Would you copy only the lines below, beginning with the one that contains "For each instance of the gaspee" and running through the last entry line?

RECORDS TO USE ::
********************

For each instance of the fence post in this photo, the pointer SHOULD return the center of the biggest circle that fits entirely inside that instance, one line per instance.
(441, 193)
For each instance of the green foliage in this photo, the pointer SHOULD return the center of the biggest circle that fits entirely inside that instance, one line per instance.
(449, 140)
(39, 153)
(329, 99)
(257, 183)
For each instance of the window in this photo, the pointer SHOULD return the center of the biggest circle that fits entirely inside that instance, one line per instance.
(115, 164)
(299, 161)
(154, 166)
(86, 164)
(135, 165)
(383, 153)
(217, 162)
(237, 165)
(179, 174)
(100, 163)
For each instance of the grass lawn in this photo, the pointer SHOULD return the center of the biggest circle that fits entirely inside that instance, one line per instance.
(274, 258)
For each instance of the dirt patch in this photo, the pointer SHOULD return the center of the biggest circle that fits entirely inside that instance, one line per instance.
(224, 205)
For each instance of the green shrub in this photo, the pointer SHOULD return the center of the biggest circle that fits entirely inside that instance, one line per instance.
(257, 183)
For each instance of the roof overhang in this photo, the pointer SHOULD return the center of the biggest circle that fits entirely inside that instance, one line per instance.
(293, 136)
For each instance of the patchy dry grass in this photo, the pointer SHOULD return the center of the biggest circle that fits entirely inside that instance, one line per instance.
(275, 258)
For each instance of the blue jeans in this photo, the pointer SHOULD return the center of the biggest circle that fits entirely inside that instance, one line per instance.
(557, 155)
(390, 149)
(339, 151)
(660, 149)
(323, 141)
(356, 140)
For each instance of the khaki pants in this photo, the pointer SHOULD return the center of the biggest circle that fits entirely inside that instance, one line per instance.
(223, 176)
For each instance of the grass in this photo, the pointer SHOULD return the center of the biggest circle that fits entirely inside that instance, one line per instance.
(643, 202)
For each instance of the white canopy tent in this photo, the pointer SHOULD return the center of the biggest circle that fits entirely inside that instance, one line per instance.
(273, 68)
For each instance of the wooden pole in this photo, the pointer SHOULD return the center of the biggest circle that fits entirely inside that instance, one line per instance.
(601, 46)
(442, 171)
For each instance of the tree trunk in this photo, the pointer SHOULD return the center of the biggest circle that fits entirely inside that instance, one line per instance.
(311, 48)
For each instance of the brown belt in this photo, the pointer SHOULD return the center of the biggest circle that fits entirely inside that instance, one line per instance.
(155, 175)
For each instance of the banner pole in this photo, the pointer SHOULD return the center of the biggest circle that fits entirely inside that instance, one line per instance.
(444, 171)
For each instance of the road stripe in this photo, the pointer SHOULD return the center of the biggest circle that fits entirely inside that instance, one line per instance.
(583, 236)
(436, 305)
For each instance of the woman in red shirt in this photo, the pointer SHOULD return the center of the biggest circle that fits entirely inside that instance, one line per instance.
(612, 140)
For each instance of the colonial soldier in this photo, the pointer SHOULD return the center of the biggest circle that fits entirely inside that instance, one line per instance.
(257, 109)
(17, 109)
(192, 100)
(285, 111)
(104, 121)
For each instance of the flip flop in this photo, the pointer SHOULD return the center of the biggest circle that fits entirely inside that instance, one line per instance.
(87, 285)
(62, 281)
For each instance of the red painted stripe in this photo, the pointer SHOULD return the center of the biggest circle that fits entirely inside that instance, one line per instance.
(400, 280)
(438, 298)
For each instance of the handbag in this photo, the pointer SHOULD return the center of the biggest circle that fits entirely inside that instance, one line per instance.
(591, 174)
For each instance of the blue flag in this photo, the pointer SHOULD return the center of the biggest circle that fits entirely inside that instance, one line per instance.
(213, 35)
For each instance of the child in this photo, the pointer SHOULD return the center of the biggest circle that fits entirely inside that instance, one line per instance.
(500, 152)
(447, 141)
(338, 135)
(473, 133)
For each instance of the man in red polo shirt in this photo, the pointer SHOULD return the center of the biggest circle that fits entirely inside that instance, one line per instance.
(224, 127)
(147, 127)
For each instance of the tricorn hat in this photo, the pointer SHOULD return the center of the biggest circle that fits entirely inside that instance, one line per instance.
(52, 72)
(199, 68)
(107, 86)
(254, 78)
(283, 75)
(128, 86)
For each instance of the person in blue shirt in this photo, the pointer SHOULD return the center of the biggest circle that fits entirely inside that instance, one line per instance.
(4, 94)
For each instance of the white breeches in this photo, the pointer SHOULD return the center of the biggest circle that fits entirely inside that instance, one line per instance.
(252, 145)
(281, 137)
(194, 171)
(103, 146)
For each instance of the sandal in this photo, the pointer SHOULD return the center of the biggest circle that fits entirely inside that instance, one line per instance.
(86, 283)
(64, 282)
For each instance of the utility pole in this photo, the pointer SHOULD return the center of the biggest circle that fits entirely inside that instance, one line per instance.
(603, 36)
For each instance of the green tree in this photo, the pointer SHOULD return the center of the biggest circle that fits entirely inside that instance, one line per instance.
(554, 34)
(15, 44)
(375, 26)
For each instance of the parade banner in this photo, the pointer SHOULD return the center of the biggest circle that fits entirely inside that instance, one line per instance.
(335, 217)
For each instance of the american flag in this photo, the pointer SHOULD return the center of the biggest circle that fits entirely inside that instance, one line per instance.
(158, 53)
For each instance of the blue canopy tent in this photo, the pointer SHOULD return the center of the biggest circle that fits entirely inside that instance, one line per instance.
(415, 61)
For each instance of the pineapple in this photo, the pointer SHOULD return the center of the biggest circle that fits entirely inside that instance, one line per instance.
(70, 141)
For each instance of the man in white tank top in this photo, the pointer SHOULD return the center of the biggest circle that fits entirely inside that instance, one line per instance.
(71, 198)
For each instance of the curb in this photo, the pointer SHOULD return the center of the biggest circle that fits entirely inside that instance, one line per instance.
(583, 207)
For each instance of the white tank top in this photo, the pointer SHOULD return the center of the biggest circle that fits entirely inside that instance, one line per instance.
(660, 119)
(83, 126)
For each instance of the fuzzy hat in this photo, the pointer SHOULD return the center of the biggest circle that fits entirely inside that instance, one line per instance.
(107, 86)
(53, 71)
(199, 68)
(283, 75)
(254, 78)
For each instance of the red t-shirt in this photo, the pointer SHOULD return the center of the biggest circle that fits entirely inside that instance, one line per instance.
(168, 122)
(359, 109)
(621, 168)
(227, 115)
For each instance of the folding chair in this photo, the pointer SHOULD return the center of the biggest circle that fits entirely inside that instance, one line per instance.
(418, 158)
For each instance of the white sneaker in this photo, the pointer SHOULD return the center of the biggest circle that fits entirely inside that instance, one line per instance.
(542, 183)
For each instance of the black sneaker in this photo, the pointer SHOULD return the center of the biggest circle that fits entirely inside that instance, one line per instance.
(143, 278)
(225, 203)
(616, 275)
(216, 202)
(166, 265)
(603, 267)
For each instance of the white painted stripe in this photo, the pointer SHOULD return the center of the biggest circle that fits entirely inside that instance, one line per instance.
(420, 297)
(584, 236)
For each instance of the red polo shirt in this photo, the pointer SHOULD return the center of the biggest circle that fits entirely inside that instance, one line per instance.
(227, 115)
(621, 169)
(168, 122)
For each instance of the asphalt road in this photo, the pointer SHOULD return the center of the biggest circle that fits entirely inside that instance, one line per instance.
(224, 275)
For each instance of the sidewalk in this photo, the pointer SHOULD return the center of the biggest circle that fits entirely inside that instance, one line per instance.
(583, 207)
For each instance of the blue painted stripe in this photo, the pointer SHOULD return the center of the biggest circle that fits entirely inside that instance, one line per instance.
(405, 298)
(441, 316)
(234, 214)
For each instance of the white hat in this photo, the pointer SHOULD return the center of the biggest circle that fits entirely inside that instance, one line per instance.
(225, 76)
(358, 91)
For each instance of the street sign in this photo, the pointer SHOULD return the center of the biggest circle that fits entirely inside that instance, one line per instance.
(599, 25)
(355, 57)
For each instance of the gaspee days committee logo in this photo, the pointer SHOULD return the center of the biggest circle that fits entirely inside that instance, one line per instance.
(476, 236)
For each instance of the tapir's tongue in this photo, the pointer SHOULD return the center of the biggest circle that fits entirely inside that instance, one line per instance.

********************

RESPONSE TO THE EXERCISE ::
For each instance of the gaspee days committee logo in this photo, the pointer SHOULD return the center of the biggest circle that fits entirely inside that instance, one line per instance.
(476, 236)
For each instance of the tapir's tongue in this photo, the pointer SHOULD return the center of the biggest circle that fits entirely inside that instance, one line per instance.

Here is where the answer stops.